[Text segment]:
======

Postscript: I stopped work on LAMP to
reflect further ends, values and methods of mathematics education from first
steps in counting to calculus. The Sept 2009
Applied Maths Program for quantitative skills development is the
result, more complete, but with some open questions.
LAMP is an acronym for Logic & Applied Mathematics Program. It may
shift course design and delivery in adult, secondary and college education.
Preparation for LAMP will provide a target and standard for primary school
instruction.
LAMP is an educational framework for instruction and self-instruction of adults
and teenagers in college, adult education and secondary schools. Preparation
for LAMP would occur in primary school. LAMP aims for an operational
command of mathematics and logic. LAMP drill and practice demand that
each student work on paper, so that all steps are recorded and developed in an
observable manner for review and, if need-be correction or refinement, by the
student, fellow students, tutors, by teachers and by
parents.
Completeness: With a few exceptions, for each skill and concept
specified in LAMP, a development path is available with
the specification or in a whyslopes.com
site folder.
Postscript Dec 12, 2008: Training versus
Education: In retrospect, LAMP is a program for training students
to master the tools and with them, the observable practices of
mathematics. The word training is compatible with direct instruction.
Here the instructor (trainer) is expected to develop student skill with
tools and practices, and then to observe and correct student mastery of the
practice. Instruction may try to take large steps, but instruction or course
design should provide smaller and more steps for skill mastery if and when
student cannot follow or take the larger steps. So there may primary and
backup secondary methods for training - depending on the needs, abilities and
prior preparation of the student. The word education in site is
identified with training or direct instruction. An art is discipline is viewed
as a collection of tools and practices. Those tools and practices may shift
over time and vary geographical. But there should be some continuity and
commonality, a common subset which identifies the discipline. The
objective of training in the art and disciplined based is to provide students
with a growing mastery of the tools and practices in an observable, careful
and confidence building manner. In this training, intelligence is defined and
recognized the careful and then more and more skilful use of the rules and
conventions to arrive at results in an observable and verifiable or
correctable manner. But the constructivist mind-centered of learning and
knowledge presently dominates schools and faculties of education
in many countries (USA, the UK and Canada included) and calls for instructors
to provide students with food for thought in art and discipline, so that
student may construct and correct their own knowledge, without the
authoritative guidance or interference of instructors, all without any
possibility of instructors reliable observing or measuring students learning
and knowledge. That represent a shift in educational theory from a focus on
developing and checking observable skills and practices to a focus on
education as personal affair which occurs in the mind student in an
unobservable and unverifiable manner. That represents a post-modern
definition of education. It is subjective. Most likely it is does not fit the
training view of education that might appear in mathematics, science, law,
engineering, construction, business and health practices and professions.
LAMP is contribution to the student training and direct instruction in
mathematics.
LAMP Ingredients
Six chapters identify LAMP components.
Chapter 4 describes more logic topics than needed. That poses the question of what should be
specified.
Chapter 5 does not specify a full course in calculus. Instead it offer ideas to
make learning and teaching calculus and beyond less difficult. See Volumes
2 and 3.

======

[Set tasks]:
#1 According to the LAMP text, what does the acronym LAMP stand for?
#2 Copy the passage of the LAMP text between "Completeness: With a" and "with direct instruction.", inclusive.
The lines after this text have no connection to it.

======

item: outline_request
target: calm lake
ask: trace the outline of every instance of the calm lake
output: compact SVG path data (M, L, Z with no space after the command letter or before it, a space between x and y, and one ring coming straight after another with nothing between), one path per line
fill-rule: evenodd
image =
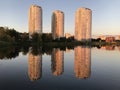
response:
M120 47L2 50L0 90L120 90Z

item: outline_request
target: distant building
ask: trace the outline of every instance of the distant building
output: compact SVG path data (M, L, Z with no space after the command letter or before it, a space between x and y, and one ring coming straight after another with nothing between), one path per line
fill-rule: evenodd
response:
M108 43L114 42L115 37L106 37L105 41L108 42Z
M52 15L52 37L64 37L64 13L59 10L54 11Z
M92 11L79 8L75 14L75 40L91 40Z
M87 47L75 47L74 72L76 78L86 79L91 73L91 49Z
M53 49L52 56L52 73L55 76L59 76L63 74L64 71L64 51L60 51L60 49Z
M31 5L29 10L29 37L33 33L42 33L42 8Z
M105 40L106 36L99 36L98 38L100 38L101 40Z
M66 38L70 38L70 37L72 37L73 35L71 35L70 33L65 33L65 37Z

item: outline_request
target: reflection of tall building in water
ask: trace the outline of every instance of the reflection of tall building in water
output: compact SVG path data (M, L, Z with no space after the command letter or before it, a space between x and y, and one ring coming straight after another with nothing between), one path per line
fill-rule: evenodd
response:
M75 14L75 39L78 41L91 39L92 11L79 8Z
M53 75L58 76L64 72L63 60L64 60L64 51L60 51L60 49L53 49L51 56Z
M54 11L52 15L52 37L64 37L64 13L60 10Z
M35 32L42 33L42 8L31 5L29 10L29 36Z
M28 75L31 81L41 78L42 55L33 55L31 52L29 52Z
M88 78L91 73L91 49L75 47L74 72L77 78Z

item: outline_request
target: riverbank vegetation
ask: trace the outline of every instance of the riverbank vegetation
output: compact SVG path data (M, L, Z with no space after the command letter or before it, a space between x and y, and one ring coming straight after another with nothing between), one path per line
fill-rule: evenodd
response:
M91 46L99 47L105 45L120 46L120 40L114 42L106 42L100 38L92 39L91 41L76 41L74 37L61 37L53 39L51 33L38 34L34 33L29 39L28 33L20 33L15 29L9 29L7 27L0 27L0 47L6 47L11 45L17 46L42 46L42 47L73 47L73 46Z

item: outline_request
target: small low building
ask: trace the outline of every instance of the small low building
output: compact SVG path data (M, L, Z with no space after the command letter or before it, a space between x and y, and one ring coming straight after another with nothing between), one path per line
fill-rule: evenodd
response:
M108 42L108 43L114 42L115 37L106 37L105 41Z

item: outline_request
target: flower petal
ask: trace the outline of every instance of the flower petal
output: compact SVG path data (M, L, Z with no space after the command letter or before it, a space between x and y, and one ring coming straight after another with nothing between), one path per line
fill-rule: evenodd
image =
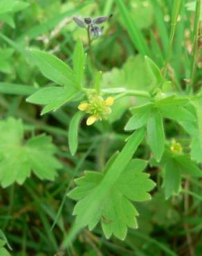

======

[Responses for each task]:
#1 Logic & Applied Mathematics Program.

#2
Completeness: With a few exceptions, for each skill and concept
specified in LAMP, a development path is available with
the specification or in a whyslopes.com
site folder.
Postscript Dec 12, 2008: Training versus
Education: In retrospect, LAMP is a program for training students
to master the tools and with them, the observable practices of
mathematics. The word training is compatible with direct instruction.